Convert the records from the line containing "layer in the photo above." through the line containing "[[322, 370]]", both included, into a JSON list of strings with one string per line and blank lines omitted. Include no other lines.

» **Records supplied**:
--- start ---
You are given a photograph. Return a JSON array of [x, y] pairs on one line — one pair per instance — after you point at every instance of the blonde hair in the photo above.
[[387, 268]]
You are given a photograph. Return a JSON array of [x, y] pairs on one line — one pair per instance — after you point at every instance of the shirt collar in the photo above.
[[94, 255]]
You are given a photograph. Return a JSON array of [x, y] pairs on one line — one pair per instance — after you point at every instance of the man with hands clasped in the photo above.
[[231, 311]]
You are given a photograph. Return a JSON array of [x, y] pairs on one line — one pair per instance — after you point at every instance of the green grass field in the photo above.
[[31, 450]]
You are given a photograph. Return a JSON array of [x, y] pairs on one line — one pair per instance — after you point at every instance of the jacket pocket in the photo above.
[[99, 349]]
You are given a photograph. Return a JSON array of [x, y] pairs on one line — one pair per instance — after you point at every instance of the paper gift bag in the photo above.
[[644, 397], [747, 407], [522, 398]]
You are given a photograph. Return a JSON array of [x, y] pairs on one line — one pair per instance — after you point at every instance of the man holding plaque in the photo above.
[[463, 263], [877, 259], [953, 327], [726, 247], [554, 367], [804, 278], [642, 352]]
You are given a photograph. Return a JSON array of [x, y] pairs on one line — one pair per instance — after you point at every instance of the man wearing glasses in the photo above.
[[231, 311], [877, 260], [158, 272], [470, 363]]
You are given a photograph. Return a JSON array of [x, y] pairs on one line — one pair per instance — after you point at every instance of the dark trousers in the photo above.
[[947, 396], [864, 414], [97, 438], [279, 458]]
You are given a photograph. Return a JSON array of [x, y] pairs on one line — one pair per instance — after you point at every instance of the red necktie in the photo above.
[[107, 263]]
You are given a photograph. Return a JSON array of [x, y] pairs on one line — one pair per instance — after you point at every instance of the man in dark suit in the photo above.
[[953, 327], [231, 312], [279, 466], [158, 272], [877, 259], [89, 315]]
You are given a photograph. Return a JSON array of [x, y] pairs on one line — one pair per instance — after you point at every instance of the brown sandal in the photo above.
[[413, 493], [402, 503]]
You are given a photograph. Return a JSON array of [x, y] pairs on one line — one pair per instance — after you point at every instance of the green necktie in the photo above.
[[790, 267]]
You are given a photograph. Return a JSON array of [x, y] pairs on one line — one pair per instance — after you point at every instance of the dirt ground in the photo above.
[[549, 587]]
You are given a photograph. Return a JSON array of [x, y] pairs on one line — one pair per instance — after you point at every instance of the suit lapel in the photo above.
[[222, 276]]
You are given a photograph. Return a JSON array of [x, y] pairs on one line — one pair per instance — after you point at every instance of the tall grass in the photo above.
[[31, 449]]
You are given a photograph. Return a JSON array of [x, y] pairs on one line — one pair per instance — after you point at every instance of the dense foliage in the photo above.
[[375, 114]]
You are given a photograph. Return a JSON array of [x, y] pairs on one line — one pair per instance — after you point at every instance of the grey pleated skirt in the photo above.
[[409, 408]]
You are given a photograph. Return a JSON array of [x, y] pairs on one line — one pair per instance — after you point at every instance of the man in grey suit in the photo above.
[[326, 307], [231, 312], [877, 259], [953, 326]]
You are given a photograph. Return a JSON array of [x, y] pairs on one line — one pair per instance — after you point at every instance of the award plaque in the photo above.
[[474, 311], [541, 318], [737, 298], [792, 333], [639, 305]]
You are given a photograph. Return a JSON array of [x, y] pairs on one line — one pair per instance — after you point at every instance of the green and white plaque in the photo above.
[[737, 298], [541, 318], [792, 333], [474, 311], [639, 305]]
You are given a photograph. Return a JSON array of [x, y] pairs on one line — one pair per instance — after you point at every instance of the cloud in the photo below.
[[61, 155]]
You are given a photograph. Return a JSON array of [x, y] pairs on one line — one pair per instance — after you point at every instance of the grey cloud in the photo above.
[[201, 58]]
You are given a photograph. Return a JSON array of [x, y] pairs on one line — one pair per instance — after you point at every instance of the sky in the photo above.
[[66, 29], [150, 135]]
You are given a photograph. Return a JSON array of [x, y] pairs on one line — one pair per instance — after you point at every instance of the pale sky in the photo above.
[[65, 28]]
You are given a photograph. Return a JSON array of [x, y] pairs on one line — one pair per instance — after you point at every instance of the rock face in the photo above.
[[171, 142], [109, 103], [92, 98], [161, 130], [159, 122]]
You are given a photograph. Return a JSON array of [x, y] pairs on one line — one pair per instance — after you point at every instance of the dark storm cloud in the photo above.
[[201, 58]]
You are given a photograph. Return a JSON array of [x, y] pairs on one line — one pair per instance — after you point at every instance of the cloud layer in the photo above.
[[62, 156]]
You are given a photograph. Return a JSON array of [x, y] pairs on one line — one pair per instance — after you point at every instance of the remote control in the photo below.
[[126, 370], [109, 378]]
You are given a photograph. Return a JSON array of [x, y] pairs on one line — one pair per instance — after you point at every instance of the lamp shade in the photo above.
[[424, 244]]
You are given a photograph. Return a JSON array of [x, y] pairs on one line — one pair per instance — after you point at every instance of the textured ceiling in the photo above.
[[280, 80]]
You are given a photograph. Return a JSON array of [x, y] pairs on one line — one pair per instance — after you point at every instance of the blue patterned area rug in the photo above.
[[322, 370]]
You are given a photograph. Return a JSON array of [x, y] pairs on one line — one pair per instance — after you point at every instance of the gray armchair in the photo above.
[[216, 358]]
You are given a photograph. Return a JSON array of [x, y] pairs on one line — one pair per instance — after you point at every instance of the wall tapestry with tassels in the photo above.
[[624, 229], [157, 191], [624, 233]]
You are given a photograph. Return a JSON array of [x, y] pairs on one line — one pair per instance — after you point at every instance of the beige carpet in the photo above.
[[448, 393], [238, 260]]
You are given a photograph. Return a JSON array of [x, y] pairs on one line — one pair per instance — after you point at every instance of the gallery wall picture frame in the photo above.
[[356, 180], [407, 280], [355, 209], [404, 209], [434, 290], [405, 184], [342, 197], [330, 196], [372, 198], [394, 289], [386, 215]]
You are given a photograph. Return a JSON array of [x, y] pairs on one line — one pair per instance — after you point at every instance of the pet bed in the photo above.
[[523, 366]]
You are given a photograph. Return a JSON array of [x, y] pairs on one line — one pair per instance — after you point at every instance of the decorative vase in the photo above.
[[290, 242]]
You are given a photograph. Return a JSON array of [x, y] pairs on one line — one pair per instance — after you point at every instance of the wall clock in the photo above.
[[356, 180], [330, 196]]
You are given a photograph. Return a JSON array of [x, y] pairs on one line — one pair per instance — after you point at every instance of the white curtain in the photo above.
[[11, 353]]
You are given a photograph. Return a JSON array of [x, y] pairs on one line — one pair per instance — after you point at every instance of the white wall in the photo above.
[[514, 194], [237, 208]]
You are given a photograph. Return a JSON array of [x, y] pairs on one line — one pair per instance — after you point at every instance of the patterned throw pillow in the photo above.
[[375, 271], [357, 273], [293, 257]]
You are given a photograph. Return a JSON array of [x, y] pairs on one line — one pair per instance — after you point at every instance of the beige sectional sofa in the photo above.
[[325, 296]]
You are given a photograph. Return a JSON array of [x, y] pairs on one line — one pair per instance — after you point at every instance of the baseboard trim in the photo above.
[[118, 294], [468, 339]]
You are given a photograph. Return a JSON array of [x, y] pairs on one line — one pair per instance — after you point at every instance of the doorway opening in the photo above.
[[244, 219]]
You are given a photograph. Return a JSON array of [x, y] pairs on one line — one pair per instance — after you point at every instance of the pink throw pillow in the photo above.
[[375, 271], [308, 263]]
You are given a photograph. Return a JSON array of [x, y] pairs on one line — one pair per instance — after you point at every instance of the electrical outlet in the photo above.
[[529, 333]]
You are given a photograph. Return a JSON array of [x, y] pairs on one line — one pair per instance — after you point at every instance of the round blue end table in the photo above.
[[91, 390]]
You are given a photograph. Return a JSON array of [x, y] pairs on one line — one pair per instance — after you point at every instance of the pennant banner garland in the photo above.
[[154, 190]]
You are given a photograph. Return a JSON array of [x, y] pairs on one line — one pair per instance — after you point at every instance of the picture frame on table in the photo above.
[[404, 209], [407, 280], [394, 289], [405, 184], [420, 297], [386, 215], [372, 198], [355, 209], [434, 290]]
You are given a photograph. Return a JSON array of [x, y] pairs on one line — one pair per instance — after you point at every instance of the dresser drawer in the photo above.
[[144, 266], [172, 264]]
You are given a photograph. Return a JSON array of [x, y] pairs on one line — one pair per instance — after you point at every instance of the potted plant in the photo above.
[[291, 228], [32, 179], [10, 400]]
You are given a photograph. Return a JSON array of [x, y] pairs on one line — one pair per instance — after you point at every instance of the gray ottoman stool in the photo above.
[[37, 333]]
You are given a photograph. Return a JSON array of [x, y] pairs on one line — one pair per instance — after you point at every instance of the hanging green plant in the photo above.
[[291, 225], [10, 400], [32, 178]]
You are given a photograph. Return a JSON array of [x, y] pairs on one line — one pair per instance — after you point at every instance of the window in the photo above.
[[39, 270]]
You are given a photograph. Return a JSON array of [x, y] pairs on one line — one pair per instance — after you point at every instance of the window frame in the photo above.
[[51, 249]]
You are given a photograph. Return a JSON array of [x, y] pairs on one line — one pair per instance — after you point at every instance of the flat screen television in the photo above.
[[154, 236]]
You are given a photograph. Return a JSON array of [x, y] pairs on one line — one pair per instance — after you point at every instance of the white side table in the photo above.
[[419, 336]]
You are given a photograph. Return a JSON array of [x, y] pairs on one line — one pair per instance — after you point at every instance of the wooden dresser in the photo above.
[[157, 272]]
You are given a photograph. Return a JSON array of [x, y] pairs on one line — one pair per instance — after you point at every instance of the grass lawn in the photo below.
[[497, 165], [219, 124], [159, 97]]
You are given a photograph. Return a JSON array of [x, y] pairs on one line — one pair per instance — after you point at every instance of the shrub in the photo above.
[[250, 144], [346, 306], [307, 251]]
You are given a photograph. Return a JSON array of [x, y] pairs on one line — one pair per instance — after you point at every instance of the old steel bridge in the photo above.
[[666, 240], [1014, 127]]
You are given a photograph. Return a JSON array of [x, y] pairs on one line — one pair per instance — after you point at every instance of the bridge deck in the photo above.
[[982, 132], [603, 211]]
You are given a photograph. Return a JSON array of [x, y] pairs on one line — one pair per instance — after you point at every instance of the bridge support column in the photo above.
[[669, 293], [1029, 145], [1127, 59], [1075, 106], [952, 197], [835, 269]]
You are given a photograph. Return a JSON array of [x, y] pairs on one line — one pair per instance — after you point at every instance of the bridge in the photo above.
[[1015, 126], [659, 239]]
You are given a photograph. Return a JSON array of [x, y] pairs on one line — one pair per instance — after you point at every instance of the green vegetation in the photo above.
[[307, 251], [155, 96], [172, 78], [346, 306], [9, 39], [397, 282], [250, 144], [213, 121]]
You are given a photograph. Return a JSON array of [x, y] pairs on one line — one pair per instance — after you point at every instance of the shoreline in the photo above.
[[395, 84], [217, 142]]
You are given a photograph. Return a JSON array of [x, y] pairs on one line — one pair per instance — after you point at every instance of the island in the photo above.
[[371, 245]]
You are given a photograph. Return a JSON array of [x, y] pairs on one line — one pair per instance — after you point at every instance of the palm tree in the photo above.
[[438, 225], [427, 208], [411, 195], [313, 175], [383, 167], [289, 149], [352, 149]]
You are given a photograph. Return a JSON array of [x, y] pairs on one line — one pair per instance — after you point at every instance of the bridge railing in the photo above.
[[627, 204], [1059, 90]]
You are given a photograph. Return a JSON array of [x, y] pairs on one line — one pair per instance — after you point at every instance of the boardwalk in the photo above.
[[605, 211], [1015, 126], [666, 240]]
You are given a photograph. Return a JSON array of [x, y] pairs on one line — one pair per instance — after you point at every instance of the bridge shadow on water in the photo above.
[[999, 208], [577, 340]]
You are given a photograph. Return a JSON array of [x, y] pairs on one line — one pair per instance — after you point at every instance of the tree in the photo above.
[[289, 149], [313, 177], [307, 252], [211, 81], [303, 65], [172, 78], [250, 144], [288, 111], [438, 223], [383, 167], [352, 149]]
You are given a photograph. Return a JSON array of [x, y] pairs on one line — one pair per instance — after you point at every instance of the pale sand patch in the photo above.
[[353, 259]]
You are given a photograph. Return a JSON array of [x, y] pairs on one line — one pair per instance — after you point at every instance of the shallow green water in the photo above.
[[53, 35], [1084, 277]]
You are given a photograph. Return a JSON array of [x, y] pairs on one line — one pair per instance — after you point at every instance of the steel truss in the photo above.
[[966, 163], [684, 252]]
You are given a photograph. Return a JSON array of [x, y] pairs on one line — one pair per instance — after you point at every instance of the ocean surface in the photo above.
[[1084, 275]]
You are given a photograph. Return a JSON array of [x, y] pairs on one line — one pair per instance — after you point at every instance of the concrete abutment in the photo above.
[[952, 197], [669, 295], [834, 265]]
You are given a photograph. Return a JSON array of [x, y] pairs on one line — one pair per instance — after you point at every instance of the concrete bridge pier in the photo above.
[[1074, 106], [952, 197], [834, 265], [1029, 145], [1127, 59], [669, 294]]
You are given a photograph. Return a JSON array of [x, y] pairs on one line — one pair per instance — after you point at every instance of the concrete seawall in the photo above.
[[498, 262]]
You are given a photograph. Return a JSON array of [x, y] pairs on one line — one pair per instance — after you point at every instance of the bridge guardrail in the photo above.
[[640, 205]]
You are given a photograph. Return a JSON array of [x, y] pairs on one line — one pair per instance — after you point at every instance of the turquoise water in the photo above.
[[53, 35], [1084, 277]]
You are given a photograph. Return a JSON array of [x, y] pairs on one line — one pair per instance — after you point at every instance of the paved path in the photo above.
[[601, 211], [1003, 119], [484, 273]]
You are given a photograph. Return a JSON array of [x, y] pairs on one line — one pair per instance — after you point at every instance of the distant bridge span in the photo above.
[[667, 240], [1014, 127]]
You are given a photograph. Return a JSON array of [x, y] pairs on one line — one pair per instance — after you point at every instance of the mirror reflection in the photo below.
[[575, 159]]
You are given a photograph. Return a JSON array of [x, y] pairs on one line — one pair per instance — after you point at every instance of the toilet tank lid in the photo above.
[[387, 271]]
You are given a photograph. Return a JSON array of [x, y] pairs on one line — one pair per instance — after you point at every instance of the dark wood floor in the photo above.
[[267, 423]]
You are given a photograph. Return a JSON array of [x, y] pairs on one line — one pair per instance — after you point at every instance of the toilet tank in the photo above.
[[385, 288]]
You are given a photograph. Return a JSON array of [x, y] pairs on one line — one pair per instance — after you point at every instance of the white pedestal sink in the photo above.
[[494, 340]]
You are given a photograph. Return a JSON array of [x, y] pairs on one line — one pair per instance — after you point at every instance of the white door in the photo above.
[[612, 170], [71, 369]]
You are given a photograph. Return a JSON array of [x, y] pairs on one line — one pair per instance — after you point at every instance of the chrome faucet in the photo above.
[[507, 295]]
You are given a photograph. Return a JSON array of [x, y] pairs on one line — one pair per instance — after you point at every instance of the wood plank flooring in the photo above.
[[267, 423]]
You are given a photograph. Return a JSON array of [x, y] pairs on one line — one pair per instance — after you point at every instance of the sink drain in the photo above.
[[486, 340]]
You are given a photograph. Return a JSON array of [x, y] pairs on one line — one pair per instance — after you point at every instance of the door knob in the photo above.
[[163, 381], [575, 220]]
--- end ---
» **Output for this exercise**:
[
  "You are given a photograph. Return a JSON array of [x, y] pairs on one line — one pair per instance — after you point at every instance of the cloud layer in the photo above.",
  "[[62, 156]]",
  "You are given a photograph. Return a JSON array of [x, y] pairs on one line — one pair per instance — after you point at every instance of the remote control in the photo below.",
  "[[126, 370], [109, 378]]",
  "You are given a photograph. Return a JSON array of [x, y] pairs on one line — one pair per instance — after you point at every instance of the lamp shade in the photo above.",
  "[[424, 244]]",
  "You are given a photograph. Return a JSON array of [x, y] pairs on one line — one pair per instance — after you point at every instance of the textured ceiling in the photo above.",
  "[[280, 80]]",
  "You are given a photograph. Return a JSON array of [x, y] pairs on one line — one pair per instance — after you point at every instance of the blue patterned area rug in the photo above.",
  "[[322, 370]]"
]